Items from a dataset
↓↓↓
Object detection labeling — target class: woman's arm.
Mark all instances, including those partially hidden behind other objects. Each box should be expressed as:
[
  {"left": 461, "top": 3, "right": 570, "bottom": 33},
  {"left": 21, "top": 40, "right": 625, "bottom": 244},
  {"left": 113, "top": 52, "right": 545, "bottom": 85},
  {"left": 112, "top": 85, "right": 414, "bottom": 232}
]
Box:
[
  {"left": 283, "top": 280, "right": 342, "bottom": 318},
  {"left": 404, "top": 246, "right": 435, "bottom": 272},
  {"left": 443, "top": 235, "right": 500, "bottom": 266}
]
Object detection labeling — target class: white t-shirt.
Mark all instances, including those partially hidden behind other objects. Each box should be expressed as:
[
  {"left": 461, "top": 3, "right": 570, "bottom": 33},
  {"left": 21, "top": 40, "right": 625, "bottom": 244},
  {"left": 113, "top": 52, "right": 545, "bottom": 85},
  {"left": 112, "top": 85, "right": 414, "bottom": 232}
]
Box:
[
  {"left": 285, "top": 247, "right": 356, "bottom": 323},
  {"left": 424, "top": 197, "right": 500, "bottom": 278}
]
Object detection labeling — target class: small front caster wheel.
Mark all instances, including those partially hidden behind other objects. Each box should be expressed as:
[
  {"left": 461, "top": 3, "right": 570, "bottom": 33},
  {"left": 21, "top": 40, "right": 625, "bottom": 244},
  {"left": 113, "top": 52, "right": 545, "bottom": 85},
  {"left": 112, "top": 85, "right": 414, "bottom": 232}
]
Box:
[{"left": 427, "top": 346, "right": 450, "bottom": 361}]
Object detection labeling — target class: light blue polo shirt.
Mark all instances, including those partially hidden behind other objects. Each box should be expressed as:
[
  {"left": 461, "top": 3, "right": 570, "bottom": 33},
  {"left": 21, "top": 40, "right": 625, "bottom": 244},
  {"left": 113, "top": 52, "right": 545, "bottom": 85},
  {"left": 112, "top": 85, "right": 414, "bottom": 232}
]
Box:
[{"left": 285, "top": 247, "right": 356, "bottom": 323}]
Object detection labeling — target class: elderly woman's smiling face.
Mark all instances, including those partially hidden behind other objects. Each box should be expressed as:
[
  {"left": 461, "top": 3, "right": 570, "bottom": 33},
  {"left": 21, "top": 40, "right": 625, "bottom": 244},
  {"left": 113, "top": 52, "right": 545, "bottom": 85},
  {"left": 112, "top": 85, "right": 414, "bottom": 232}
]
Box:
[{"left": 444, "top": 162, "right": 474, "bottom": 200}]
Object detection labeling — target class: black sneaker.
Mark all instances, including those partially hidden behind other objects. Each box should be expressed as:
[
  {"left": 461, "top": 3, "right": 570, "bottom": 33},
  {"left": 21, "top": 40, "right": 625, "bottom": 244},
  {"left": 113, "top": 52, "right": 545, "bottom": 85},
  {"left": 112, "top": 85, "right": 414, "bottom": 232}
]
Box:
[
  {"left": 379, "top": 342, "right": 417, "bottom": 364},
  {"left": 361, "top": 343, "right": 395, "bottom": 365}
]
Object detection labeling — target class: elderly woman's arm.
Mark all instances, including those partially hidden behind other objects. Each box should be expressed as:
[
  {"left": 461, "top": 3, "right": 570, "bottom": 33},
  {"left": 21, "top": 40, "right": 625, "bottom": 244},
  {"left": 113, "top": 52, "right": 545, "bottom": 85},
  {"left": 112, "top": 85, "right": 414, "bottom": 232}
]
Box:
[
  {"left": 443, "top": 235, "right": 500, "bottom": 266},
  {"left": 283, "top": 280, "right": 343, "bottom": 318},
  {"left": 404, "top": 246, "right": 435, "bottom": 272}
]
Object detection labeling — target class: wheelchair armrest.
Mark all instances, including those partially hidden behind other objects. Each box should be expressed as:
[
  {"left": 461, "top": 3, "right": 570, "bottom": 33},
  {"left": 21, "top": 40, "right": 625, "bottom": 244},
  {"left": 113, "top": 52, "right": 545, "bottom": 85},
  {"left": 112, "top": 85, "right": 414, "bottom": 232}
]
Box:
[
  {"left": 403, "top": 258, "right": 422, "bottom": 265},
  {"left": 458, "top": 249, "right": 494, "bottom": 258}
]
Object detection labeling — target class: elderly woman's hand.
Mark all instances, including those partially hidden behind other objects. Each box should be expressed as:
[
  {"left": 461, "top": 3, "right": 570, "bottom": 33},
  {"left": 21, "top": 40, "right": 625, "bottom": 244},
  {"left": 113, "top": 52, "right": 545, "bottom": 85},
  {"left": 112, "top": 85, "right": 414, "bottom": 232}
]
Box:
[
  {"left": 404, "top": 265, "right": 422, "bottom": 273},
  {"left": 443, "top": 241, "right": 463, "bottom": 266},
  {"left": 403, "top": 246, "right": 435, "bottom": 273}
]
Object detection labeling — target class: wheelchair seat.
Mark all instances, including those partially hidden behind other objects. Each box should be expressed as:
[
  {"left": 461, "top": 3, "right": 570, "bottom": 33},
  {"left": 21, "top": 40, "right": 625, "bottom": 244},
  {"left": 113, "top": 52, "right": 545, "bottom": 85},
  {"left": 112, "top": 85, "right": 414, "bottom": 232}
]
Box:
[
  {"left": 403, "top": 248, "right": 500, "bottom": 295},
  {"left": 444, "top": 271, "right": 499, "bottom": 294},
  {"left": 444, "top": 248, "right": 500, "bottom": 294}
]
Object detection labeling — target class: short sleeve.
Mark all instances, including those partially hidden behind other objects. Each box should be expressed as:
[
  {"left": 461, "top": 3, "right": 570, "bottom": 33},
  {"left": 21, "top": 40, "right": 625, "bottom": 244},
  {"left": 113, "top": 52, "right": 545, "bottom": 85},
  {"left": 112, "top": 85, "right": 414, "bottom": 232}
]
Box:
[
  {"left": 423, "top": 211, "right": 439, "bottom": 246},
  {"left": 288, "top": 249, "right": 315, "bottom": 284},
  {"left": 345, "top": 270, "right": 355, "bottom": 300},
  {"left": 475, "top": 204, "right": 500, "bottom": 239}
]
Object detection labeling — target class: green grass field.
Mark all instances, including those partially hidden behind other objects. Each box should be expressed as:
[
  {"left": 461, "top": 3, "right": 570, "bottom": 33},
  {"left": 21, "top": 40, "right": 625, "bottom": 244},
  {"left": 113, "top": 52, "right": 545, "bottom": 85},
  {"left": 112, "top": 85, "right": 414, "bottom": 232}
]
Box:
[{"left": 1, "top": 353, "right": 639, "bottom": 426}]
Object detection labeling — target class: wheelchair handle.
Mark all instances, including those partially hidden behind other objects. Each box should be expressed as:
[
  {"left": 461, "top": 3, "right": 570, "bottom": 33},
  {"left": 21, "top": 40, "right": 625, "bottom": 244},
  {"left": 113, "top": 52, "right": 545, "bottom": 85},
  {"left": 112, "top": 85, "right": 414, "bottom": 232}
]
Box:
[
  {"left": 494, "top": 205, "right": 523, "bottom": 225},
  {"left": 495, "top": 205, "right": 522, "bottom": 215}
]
↑↑↑
Exactly as they are written, print the entries again.

§ **Output**:
Object detection labeling — target class: woman's arm.
Mark all instances, including those partially hidden behind other objects. Each box should be expressed as:
[
  {"left": 461, "top": 3, "right": 570, "bottom": 33},
  {"left": 21, "top": 40, "right": 625, "bottom": 244},
  {"left": 113, "top": 52, "right": 545, "bottom": 85},
  {"left": 112, "top": 85, "right": 414, "bottom": 232}
]
Box:
[
  {"left": 283, "top": 280, "right": 342, "bottom": 318},
  {"left": 404, "top": 246, "right": 435, "bottom": 272},
  {"left": 443, "top": 235, "right": 500, "bottom": 266}
]
Object detection labeling — target class: white t-shirt.
Mark all instances, including those partially hidden behind other objects. Each box should be expressed as:
[
  {"left": 461, "top": 3, "right": 570, "bottom": 33},
  {"left": 21, "top": 40, "right": 625, "bottom": 244},
  {"left": 113, "top": 52, "right": 545, "bottom": 85},
  {"left": 112, "top": 85, "right": 414, "bottom": 232}
]
Box:
[
  {"left": 285, "top": 247, "right": 356, "bottom": 323},
  {"left": 424, "top": 197, "right": 500, "bottom": 278}
]
Object detection labeling — target class: small front caster wheel.
Mark all instances, including those partially hidden behind other objects. Each box should be expressed as:
[
  {"left": 461, "top": 3, "right": 570, "bottom": 33},
  {"left": 21, "top": 40, "right": 625, "bottom": 244},
  {"left": 113, "top": 52, "right": 545, "bottom": 85},
  {"left": 112, "top": 85, "right": 414, "bottom": 232}
]
Box:
[{"left": 427, "top": 346, "right": 450, "bottom": 361}]
Object detection labeling — target class: light blue polo shirt.
Mark all instances, including those partially hidden behind other objects. Each box should be expressed as:
[
  {"left": 461, "top": 3, "right": 570, "bottom": 33},
  {"left": 21, "top": 40, "right": 625, "bottom": 244},
  {"left": 113, "top": 52, "right": 545, "bottom": 85},
  {"left": 112, "top": 85, "right": 414, "bottom": 232}
]
Box:
[{"left": 285, "top": 247, "right": 356, "bottom": 323}]
Object detection labeling — target class: elderly woman's smiling face.
Mark all instances, including those partially hidden behind other objects. Each box should be expressed as:
[
  {"left": 461, "top": 3, "right": 570, "bottom": 33},
  {"left": 21, "top": 40, "right": 625, "bottom": 244},
  {"left": 113, "top": 52, "right": 545, "bottom": 85},
  {"left": 112, "top": 85, "right": 414, "bottom": 232}
]
Box:
[{"left": 444, "top": 162, "right": 474, "bottom": 200}]
Object detection labeling — target class: black sneaker.
Mark all instances, including those partially hidden behind other objects. Each box should be expressed as:
[
  {"left": 461, "top": 3, "right": 570, "bottom": 33},
  {"left": 21, "top": 40, "right": 625, "bottom": 244},
  {"left": 113, "top": 52, "right": 545, "bottom": 85},
  {"left": 112, "top": 85, "right": 414, "bottom": 232}
]
Box:
[
  {"left": 379, "top": 342, "right": 417, "bottom": 364},
  {"left": 361, "top": 343, "right": 395, "bottom": 365}
]
Object detection labeling — target class: elderly woman's arm.
Mark all instances, including those partially hidden behind other objects. Each box should be expressed as:
[
  {"left": 461, "top": 3, "right": 570, "bottom": 33},
  {"left": 21, "top": 40, "right": 625, "bottom": 244},
  {"left": 113, "top": 52, "right": 545, "bottom": 85},
  {"left": 112, "top": 85, "right": 414, "bottom": 232}
]
Box:
[
  {"left": 443, "top": 235, "right": 500, "bottom": 266},
  {"left": 283, "top": 280, "right": 343, "bottom": 318},
  {"left": 404, "top": 246, "right": 435, "bottom": 272}
]
Object detection labeling — target class: wheelchair armrest.
Mark all instances, including those partially hidden behind other objects. Each box should be expressed as:
[
  {"left": 461, "top": 3, "right": 570, "bottom": 33},
  {"left": 21, "top": 40, "right": 625, "bottom": 244},
  {"left": 113, "top": 52, "right": 545, "bottom": 85},
  {"left": 112, "top": 85, "right": 414, "bottom": 232}
]
Box:
[
  {"left": 403, "top": 258, "right": 422, "bottom": 265},
  {"left": 458, "top": 249, "right": 494, "bottom": 258}
]
Object detection labeling — target class: elderly woman's hand.
Mark all instances, including those partially hidden behind other objects. Each box should be expressed as:
[
  {"left": 461, "top": 3, "right": 570, "bottom": 33},
  {"left": 21, "top": 40, "right": 625, "bottom": 244},
  {"left": 113, "top": 52, "right": 545, "bottom": 85},
  {"left": 112, "top": 85, "right": 414, "bottom": 232}
]
Box:
[
  {"left": 404, "top": 265, "right": 422, "bottom": 273},
  {"left": 443, "top": 241, "right": 463, "bottom": 266},
  {"left": 403, "top": 246, "right": 435, "bottom": 273}
]
Object detection labeling — target class: wheelchair seat.
Mark all instances, including those partially hidden behind other objects. Each box should be expressed as:
[
  {"left": 461, "top": 3, "right": 570, "bottom": 33},
  {"left": 21, "top": 40, "right": 625, "bottom": 244},
  {"left": 113, "top": 52, "right": 545, "bottom": 85},
  {"left": 112, "top": 85, "right": 414, "bottom": 232}
]
Box:
[
  {"left": 403, "top": 248, "right": 500, "bottom": 295},
  {"left": 444, "top": 271, "right": 499, "bottom": 294},
  {"left": 444, "top": 248, "right": 500, "bottom": 294}
]
Object detection labeling — target class: short sleeve.
Mark all instances, including those partially hidden behind other objects. Each box should be expressed as:
[
  {"left": 461, "top": 3, "right": 570, "bottom": 33},
  {"left": 21, "top": 40, "right": 625, "bottom": 244},
  {"left": 113, "top": 52, "right": 545, "bottom": 85},
  {"left": 112, "top": 85, "right": 414, "bottom": 232}
]
Box:
[
  {"left": 423, "top": 211, "right": 439, "bottom": 246},
  {"left": 288, "top": 249, "right": 315, "bottom": 284},
  {"left": 345, "top": 270, "right": 355, "bottom": 300},
  {"left": 475, "top": 204, "right": 500, "bottom": 239}
]
Object detection labeling — target class: green grass field.
Mark all instances, including those partially hidden behind other objects. Each box should be expressed as:
[
  {"left": 461, "top": 3, "right": 570, "bottom": 33},
  {"left": 21, "top": 40, "right": 625, "bottom": 244},
  {"left": 113, "top": 52, "right": 545, "bottom": 85},
  {"left": 112, "top": 85, "right": 414, "bottom": 232}
]
Box:
[{"left": 1, "top": 353, "right": 639, "bottom": 426}]
Object detection labeling — target class: wheelchair handle.
Mark all instances, including those partially hidden behind other objects. Each box should be expressed as:
[
  {"left": 461, "top": 3, "right": 570, "bottom": 33},
  {"left": 21, "top": 40, "right": 625, "bottom": 244},
  {"left": 113, "top": 52, "right": 545, "bottom": 85},
  {"left": 112, "top": 85, "right": 414, "bottom": 232}
]
Box:
[
  {"left": 494, "top": 205, "right": 523, "bottom": 225},
  {"left": 495, "top": 205, "right": 522, "bottom": 215}
]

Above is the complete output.